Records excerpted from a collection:
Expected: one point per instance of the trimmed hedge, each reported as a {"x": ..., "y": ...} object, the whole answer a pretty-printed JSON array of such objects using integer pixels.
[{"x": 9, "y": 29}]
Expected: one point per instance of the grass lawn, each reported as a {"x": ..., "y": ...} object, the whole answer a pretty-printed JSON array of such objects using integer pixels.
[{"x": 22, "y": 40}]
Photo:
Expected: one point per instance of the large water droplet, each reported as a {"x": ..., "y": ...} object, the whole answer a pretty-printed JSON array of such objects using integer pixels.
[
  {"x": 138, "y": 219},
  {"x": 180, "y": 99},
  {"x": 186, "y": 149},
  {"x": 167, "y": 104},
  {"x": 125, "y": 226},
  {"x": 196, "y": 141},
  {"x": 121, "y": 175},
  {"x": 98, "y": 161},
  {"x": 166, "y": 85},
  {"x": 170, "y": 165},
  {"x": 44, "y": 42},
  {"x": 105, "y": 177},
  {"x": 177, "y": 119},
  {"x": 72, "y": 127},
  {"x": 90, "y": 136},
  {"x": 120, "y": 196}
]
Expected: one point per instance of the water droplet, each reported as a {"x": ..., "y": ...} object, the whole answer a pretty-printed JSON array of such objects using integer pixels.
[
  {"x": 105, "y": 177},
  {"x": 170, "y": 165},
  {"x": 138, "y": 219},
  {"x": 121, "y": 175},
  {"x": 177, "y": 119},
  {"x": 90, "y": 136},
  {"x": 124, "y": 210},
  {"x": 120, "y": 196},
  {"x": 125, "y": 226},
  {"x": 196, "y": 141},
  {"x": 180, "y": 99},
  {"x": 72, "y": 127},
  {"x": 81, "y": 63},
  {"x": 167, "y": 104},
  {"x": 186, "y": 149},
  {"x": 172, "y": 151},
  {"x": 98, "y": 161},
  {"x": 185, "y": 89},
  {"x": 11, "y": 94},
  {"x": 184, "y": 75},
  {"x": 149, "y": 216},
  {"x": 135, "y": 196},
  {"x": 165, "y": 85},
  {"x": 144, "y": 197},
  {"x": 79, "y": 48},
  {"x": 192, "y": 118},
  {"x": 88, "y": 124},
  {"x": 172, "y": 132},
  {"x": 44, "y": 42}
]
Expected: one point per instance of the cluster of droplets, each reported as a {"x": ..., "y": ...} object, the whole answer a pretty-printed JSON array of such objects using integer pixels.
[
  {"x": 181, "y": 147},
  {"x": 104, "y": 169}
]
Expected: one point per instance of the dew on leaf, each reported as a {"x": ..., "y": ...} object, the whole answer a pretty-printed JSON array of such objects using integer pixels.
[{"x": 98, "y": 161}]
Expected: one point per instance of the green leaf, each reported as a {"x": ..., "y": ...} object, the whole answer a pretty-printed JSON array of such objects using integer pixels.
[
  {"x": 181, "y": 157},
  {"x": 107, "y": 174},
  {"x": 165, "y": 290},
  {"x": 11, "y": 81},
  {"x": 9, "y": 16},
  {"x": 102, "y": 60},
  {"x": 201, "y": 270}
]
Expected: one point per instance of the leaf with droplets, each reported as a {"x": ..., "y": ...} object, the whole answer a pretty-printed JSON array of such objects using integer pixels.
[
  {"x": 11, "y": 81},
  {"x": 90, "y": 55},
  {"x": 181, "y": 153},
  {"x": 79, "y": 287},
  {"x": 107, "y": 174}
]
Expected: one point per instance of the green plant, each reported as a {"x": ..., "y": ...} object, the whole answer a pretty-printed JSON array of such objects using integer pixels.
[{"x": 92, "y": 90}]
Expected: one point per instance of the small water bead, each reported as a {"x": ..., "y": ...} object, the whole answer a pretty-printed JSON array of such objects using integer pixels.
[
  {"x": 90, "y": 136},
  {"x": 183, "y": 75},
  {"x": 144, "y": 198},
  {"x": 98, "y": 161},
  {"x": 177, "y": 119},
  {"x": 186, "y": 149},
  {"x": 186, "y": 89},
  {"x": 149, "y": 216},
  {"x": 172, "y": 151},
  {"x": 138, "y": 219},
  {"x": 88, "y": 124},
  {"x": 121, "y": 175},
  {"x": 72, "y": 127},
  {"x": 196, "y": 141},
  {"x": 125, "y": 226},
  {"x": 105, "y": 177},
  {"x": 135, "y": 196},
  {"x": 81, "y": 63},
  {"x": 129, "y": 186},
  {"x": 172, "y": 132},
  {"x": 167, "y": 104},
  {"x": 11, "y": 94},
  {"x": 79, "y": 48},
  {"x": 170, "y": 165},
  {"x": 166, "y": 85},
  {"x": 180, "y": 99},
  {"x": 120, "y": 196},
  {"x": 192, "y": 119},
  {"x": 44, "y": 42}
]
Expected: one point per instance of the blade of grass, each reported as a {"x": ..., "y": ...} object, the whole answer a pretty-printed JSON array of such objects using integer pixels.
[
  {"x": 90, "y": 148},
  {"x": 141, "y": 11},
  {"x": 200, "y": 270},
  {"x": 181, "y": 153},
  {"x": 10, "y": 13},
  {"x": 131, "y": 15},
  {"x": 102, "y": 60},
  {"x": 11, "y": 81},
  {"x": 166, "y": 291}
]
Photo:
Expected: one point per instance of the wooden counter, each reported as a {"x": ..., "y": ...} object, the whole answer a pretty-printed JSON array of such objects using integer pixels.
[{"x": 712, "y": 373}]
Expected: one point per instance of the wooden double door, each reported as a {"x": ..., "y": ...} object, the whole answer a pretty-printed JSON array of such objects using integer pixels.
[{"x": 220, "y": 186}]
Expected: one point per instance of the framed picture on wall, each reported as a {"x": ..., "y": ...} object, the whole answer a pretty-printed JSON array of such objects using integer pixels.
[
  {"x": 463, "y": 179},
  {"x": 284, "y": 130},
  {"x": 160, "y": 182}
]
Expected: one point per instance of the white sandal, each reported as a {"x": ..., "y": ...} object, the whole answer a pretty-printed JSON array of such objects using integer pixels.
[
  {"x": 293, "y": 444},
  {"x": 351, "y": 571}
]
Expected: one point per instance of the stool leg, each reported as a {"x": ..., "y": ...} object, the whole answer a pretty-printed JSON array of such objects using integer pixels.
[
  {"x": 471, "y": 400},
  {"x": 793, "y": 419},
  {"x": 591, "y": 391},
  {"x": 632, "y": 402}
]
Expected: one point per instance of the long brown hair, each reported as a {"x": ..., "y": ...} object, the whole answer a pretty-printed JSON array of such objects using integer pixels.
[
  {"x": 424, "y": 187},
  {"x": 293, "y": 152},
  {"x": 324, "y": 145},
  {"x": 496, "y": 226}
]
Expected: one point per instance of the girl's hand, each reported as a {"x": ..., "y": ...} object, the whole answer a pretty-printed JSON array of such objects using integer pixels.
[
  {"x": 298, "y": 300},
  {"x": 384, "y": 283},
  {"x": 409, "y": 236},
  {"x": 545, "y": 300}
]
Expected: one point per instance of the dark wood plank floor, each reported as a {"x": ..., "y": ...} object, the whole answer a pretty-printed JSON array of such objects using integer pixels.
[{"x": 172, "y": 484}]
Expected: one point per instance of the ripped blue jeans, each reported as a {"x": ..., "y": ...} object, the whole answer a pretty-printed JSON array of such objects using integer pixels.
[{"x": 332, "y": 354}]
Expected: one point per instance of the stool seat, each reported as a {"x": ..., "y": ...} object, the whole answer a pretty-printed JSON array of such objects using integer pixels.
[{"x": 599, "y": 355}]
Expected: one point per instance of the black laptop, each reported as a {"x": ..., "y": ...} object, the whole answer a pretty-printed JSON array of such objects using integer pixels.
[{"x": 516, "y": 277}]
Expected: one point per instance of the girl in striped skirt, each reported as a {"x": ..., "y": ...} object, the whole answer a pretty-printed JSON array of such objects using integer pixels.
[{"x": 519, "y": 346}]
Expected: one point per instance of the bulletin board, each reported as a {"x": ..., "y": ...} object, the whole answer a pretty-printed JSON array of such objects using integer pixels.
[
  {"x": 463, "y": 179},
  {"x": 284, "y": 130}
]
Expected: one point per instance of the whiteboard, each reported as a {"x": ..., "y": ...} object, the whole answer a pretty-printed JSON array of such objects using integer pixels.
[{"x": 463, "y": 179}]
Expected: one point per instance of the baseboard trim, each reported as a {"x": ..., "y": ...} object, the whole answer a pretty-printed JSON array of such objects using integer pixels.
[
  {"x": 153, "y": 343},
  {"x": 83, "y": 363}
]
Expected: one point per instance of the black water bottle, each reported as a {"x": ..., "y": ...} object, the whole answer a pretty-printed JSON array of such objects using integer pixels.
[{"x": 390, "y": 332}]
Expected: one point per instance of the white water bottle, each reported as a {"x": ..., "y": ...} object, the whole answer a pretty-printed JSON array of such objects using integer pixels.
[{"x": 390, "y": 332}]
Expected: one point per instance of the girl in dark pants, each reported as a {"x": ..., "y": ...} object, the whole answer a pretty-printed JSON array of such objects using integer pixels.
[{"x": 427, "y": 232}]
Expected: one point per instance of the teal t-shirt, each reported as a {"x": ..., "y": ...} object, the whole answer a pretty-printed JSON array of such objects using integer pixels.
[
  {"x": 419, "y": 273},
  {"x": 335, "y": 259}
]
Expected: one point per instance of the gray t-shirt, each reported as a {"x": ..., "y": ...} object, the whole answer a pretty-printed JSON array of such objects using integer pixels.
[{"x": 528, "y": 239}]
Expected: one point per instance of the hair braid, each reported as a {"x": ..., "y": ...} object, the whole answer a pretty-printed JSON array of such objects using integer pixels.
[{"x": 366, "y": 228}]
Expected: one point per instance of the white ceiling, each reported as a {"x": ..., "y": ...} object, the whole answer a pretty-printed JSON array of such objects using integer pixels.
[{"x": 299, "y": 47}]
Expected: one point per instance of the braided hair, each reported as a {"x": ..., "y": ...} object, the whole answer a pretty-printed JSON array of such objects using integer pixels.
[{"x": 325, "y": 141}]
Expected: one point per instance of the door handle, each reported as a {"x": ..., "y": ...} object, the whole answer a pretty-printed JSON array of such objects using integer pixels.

Exercise objective
Give back exactly the lines from the one that contains "Expected: one point per instance of the gray" to the end of the data above, both of those lines included.

Answer box
Expected: one point per instance of the gray t-shirt, each reported as a {"x": ..., "y": ...} object, the whole answer a pretty-printed JSON array of such objects using integer pixels.
[{"x": 528, "y": 239}]
Expected: one point per instance of the hair braid, each reported as a {"x": ..., "y": ...} object, the whole answer a pretty-printed JSON array of such objects using integer pixels.
[{"x": 366, "y": 228}]
Expected: one point per instance of the white ceiling, each reported as a {"x": ..., "y": ...} object, the whole answer a pretty-printed JSON array of such objects using integer pixels.
[{"x": 299, "y": 47}]
Expected: one point per instance of the braided hair, each reported as a {"x": ..., "y": ...} object, the whole answer a pretty-printed JSON array of such objects using integer pixels.
[{"x": 325, "y": 141}]
Expected: one point per instance of the door handle, each reported as a {"x": ..., "y": ...} object, the whole answer a pretty-printed JSON array of such objects using integer pixels.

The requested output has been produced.